### Objective
Return exactly the lines that run from the one containing "Can you find the spire?" to the end of the entries, with both ends included.

### Pointing dataset excerpts

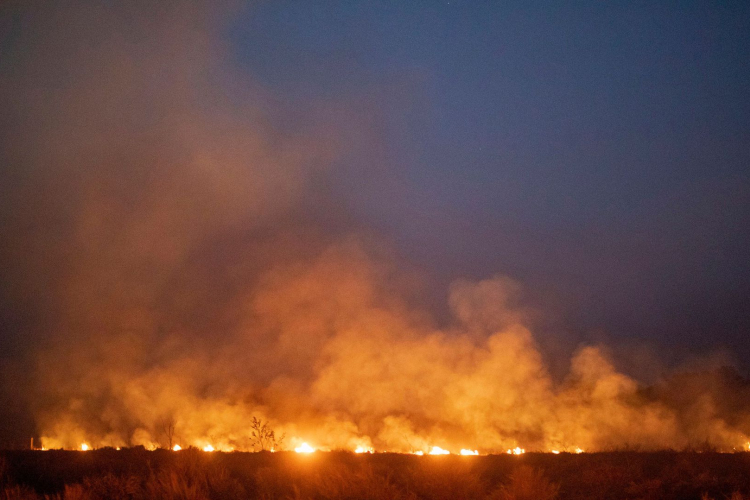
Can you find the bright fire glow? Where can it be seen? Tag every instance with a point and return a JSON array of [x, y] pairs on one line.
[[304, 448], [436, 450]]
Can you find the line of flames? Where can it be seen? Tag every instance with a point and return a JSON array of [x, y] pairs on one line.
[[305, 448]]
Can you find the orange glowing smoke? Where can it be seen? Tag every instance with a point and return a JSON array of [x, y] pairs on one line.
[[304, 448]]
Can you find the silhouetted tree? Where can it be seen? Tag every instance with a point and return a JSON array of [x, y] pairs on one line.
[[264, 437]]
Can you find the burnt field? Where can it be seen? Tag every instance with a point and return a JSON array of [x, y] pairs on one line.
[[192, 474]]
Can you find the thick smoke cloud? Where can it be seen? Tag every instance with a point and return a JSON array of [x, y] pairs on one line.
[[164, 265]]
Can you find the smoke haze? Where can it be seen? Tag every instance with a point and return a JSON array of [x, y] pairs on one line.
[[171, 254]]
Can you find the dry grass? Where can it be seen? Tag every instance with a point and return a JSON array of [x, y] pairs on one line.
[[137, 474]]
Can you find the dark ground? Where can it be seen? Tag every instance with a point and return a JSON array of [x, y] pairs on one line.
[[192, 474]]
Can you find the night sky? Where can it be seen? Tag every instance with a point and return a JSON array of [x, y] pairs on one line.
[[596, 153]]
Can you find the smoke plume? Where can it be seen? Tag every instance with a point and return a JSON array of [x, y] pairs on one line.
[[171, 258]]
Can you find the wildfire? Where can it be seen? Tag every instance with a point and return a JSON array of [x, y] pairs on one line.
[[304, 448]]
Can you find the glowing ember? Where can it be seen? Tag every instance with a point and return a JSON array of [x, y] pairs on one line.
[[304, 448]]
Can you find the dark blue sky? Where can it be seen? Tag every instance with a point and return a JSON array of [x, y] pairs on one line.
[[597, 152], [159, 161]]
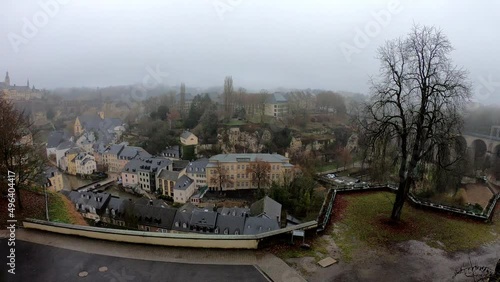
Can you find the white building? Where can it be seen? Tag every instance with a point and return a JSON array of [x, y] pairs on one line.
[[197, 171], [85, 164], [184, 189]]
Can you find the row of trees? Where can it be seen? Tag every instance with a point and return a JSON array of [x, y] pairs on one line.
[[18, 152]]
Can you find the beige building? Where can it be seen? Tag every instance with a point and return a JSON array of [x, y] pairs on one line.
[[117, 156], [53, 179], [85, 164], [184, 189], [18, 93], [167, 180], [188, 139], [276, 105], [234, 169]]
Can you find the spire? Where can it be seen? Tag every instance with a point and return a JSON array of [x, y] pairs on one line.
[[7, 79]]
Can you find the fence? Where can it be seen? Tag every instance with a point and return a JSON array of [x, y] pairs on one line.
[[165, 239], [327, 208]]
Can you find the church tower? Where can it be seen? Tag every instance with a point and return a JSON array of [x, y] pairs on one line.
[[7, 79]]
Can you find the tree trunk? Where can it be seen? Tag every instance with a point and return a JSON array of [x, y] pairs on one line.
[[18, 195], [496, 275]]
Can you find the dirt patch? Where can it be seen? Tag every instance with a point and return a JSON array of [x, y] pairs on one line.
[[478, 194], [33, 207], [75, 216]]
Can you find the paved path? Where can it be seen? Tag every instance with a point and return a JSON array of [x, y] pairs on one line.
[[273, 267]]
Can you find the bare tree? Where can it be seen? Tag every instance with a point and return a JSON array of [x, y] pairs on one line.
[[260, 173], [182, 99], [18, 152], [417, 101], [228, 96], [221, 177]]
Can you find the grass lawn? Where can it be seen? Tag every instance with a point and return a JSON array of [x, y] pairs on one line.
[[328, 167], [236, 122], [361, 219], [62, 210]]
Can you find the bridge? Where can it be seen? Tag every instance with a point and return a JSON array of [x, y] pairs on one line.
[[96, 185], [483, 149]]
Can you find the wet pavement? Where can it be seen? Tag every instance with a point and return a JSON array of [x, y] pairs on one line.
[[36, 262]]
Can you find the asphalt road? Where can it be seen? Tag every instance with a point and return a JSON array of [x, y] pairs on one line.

### Answer to this exercise
Can you find the spire? Where can it be seen? Tag every instance with a point and return a JSON array of [x, y] pairs on one line.
[[7, 79]]
Can you find the fence? Where can it be seen? Tag every instance with a point and return a JSON array of [x, y] pairs on one line.
[[165, 239], [327, 208]]
Can you find the church tower? Where can it be seen? Tag every instance with a point and return a JSON array of [x, y] pairs on one line.
[[7, 79]]
Can you find the tree trunk? Where can it be seen? Tag every instance with a point and return a JSON array of [x, y] pairs on one line.
[[18, 195], [496, 275]]
Can you find the dirt patch? Where can it be seen? Tag every instance with a point and return a JSON array of [x, y] pairs on one line.
[[478, 194], [33, 207], [75, 216]]
Can you find the paved path? Where can it be seen? Tag every instance with a point and return a JSON array of [x, y] pairs on one line.
[[273, 267]]
Can you find the bare tree? Where can it be seen? Tag every instance with a point and return a JSON array of [x, y] pairs on one line.
[[260, 173], [182, 99], [18, 152], [417, 101], [228, 96], [221, 177]]
Can you find the grass lawn? Where can it be seen? Tag every instance with a point and return a JSON array of [x, y] pairs on one line.
[[328, 167], [236, 122], [361, 219], [62, 210]]
Can you find the bridge? Where can it be seen? Tag every instance with a point and return a JSON array of [x, y] pairs on one line.
[[96, 185], [483, 149]]
Can you find the wet pavement? Where can it be seen? Tag every instance with a point and return a JSON array of [x, y] pairs on one line.
[[36, 262]]
Can you find the asphalt road? Where can it be seen? Tag every instance with a point and return a JSON array of [x, y] pairs on one line.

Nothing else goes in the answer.